Data to process
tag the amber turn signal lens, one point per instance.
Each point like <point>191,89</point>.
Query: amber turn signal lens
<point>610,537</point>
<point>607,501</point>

* * *

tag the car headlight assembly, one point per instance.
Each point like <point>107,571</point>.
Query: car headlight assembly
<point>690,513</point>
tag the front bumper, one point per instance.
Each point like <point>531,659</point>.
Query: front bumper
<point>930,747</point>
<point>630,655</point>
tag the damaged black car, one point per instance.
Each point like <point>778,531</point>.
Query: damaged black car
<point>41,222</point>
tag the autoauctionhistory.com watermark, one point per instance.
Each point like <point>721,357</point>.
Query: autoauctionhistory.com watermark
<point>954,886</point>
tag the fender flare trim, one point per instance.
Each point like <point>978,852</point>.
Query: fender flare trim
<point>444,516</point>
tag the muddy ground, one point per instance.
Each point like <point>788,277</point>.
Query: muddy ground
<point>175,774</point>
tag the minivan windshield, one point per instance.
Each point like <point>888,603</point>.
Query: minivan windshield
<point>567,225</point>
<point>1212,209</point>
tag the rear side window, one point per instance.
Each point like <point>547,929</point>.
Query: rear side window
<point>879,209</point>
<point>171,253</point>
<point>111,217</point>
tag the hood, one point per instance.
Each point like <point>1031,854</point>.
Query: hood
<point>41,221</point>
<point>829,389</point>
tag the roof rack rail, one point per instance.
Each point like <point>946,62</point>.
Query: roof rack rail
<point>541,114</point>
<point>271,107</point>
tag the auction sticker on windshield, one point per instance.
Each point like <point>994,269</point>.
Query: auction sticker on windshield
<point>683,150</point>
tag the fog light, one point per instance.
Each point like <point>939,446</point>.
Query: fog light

* * *

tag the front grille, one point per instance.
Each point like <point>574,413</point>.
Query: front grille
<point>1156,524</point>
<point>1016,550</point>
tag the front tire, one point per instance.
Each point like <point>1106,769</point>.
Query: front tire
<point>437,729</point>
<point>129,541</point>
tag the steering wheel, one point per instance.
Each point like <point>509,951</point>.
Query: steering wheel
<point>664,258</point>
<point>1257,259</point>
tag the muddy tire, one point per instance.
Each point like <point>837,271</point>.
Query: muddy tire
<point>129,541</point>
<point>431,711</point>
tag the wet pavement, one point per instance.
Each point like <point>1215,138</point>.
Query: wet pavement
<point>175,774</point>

What the exercise asks
Rename "turn signal" to "indicator" in the lines that begin with the line containing "tag the amber" and end with the line containing "<point>607,501</point>", and write out only those lines with nothing else altered.

Reply
tag the amber indicator lens, one point per instance.
Each point like <point>191,89</point>.
Query: amber indicator lens
<point>610,537</point>
<point>607,501</point>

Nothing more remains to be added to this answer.